Page text:
^^^^

Thermal and Infrared Imaging Lab – Dave Pascoe, Ph.D.
The Thermal and Infrared Imaging Lab features a 12’ by 12’ environmental chamber. It allows our researchers to investigate climatic conditions between 140 degrees Celsius to -40 degrees Celsius, and 10 to 80 percent humidity. The lab also has exercise equipment such as treadmills, cycle ergometers, and velodyne equipment. Researchers can perform oxygen consumption analyses on subjects.
Additionally, the lab has three infrared imaging systems that provide non-contact, non-invasive skin surface temperature maps. They can measure skin temperatures to the nearest 0.05 degrees Celsius. They can also perform core temperature monitoring. Thermal analysis allows the researchers to evaluate the interchange between core-skin temperature and the environment during situations of thermoregulation. It is used as a research-diagnostic tool for sports medicine in humans as well as illness or injury in animals. This thermal technology has been utilized in research efforts related to industry (thermal clothing, protective barrier suits), medical pathology (carpal tunnel syndrome, Raynaud’s syndrome), sympathetic responses to thermal stress, and neural and vascular blood flow pathologies.

^^^^

Raw data:
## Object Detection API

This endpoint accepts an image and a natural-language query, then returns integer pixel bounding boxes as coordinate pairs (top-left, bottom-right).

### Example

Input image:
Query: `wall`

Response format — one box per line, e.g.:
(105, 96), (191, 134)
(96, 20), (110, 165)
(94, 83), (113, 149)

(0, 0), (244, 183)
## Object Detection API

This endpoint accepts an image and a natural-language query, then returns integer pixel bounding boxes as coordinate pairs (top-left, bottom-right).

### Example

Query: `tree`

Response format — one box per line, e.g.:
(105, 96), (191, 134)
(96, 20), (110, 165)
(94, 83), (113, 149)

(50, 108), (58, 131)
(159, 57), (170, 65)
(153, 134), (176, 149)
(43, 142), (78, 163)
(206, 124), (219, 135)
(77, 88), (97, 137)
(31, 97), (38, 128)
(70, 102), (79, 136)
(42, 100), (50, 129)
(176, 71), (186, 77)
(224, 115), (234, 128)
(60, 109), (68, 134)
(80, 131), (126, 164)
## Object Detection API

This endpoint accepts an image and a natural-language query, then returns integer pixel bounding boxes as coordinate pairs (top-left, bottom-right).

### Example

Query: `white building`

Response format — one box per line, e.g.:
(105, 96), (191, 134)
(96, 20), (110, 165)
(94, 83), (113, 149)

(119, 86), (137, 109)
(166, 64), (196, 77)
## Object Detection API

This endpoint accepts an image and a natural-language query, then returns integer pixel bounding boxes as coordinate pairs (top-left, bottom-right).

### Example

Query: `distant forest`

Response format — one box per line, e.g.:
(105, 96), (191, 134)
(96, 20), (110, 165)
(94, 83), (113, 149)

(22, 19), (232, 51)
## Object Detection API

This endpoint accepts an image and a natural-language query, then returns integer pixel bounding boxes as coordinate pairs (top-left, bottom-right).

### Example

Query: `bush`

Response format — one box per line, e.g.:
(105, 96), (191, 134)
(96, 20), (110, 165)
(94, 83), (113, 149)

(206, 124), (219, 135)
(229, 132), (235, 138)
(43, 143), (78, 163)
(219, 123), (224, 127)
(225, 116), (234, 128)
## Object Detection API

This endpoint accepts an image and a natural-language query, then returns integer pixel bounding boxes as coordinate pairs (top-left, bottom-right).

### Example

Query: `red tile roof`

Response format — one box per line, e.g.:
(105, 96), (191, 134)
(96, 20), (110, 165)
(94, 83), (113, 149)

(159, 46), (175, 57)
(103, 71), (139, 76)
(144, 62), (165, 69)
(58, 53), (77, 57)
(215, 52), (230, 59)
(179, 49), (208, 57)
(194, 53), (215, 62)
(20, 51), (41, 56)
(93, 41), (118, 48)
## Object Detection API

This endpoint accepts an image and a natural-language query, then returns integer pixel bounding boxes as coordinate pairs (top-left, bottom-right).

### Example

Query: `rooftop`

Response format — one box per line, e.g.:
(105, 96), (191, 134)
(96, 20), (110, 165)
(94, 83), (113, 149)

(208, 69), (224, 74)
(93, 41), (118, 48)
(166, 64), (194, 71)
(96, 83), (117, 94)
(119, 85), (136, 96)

^^^^

Assignment 1:
In the thermal imaging lab description, how precisely can the infrared imaging systems measure skin temperature?
Assignment 2:
Write what comes next in the thermal imaging lab description, after its last sentence.

Written response 1:
To the nearest 0.05 degrees Celsius.

Written response 2:
Furthermore, the lab investigates issues related to thermoregulation and protective gear. Applications include forestry, firefighting, athletics, industry, leisure clothing, and UV clothing. Some of the recent projects have studied clothing that has been engineered to provide better protection from environmental stressors. The lab has also studied creatine ingestion in the heat, and the efficiency of running in the heat. Another interesting project studies villi in the gut after exposure to heat, with and without a probiotic. Much of the research from this lab has been presented at international meetings.